Given instruction A
Using the market commentary below, decide whether each statement agrees with it: (i) U.S. payrolls were revised down by 818,000 for the year ending in March; (ii) weekly jobless claims came in under the consensus figure; (iii) early-trade money flows in Microsoft are positive. For each, answer yes or no and quote the deciding words.

Start of Selected excerpt

Momo Crowd Buying Semiconductors Ahead Of Nvidia Earnings, Biggest Payroll Revision Since 2009

To gain an edge, this is what you need to know today.

Semiconductor Buying

Please click here for an enlarged chart of VanEck Semiconductor ETF SMH.

Note the following:

  • The chart shows the moves in semiconductors after prior NVIDIA Corp NVDA earnings.
  • The chart shows that semiconductors traced a double top, which is a negative pattern, and then dropped to the support zone.
  • The chart shows that semiconductors bounced off of the support zone.
  • RSI on the chart shows that semiconductors are overbought. Overbought markets tend to be vulnerable to the downside.
  • The momo crowd is aggressively buying semiconductors ahead of Nvidia earnings as they believe semiconductors will rise after Nvidia earnings just like they have in the past.
    • Prudent investors need to remember that history is instructive, but the road ahead is not always the same as the road behind.  
  • U.S. payrolls have been revised down by 818,000 for the year ending in March.  This is the biggest downward revision since 2009.
  • The Bureau of Labor Statistics did not post the jobs revision data on its website at 10am ET as it was supposed to.  However, the banks who called the Bureau were able to get the data, gaining an advantage.  The data was finally made available about 30 minutes late.
    • The initial reaction from the market was a spike up as many believe this will encourage the Fed to make bigger rate cuts.
    • Investors who knew that the data did not include data since March sold into the spike.
  • The FOMC minutes were dovish and indicate that the Fed is poised to cut rates in September.
  • Weekly jobless claims came at 232K vs. 225K consensus. Lately, the stock market is reacting when jobless claims are lower than the consensus but ignoring when they are higher than the consensus.  The reason is that the bullish sentiment is so extreme that investors want to hear only what makes the market go higher.  

Magnificent Seven Money Flows

In the early trade, money flows are positive in Apple Inc AAPL, Amazon.com, Inc. AMZN, Alphabet Inc Class C GOOG, Meta Platforms Inc META, NVDA, and Tesla Inc TSLA.

In the early trade, money flows are neutral in Microsoft Corp MSFT.

In the early trade, money flows are mixed in SPDR S&P 500 ETF Trust SPY and Invesco QQQ Trust Series 1 QQQ.

Momo Crowd And Smart Money In Stocks

Investors can gain an edge by knowing money flows in SPY and QQQ.  Investors can get a bigger edge by knowing when smart money is buying stocks, gold, and oil.  The most popular ETF for gold is SPDR Gold Trust GLD.  The most popular ETF for silver is iShares Silver Trust SLV.  The most popular ETF for oil is United States Oil ETF USO.

Bitcoin

Bitcoin BTC/USD is seeing buying as the Harris campaign indicates support for crypto.

Protection Band And What To Do Now

It is important for investors to look ahead and not in the rearview mirror.

End of Selected excerpt

Given instruction B
Pick out every line of the listing below that contains the string "above", and copy each one. Case counts.

Start of Stored rows

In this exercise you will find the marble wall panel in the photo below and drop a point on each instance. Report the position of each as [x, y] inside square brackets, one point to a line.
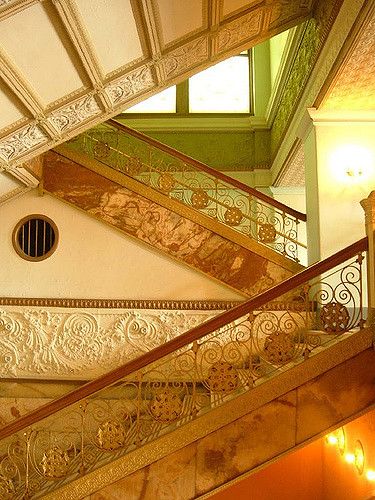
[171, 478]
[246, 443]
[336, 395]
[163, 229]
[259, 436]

End of Stored rows
Start of Stored rows

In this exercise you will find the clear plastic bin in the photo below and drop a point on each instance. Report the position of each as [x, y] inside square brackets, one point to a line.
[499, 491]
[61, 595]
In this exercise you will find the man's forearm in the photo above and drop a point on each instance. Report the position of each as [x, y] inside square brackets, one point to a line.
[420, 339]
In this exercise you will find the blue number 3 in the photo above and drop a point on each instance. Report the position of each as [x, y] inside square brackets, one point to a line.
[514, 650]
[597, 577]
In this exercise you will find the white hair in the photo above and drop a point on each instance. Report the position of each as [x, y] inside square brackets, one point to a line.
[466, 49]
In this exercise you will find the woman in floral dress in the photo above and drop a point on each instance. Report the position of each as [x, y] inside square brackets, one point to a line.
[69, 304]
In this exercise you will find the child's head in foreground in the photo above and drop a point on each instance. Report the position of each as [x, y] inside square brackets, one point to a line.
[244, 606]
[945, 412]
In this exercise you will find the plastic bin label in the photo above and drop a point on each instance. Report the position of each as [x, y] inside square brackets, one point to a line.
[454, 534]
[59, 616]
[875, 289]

End of Stored rows

Written answer A
(i) Yes: "U.S. payrolls have been revised down by 818,000 for the year ending in March."
(ii) No: "Weekly jobless claims came at 232K vs. 225K consensus."
(iii) No: "In the early trade, money flows are neutral in Microsoft Corp MSFT."

Written answer B
In this exercise you will find the man's forearm in the photo above and drop a point on each instance. Report the position of each as [x, y] inside square brackets, one point to a line.
In this exercise you will find the blue number 3 in the photo above and drop a point on each instance. Report the position of each as [x, y] inside square brackets, one point to a line.
In this exercise you will find the white hair in the photo above and drop a point on each instance. Report the position of each as [x, y] inside square brackets, one point to a line.
In this exercise you will find the woman in floral dress in the photo above and drop a point on each instance. Report the position of each as [x, y] inside square brackets, one point to a line.
In this exercise you will find the child's head in foreground in the photo above and drop a point on each instance. Report the position of each as [x, y] inside square brackets, one point to a line.
In this exercise you will find the plastic bin label in the photo above and drop a point on each instance. Report the position of each as [x, y] inside square brackets, one point to a line.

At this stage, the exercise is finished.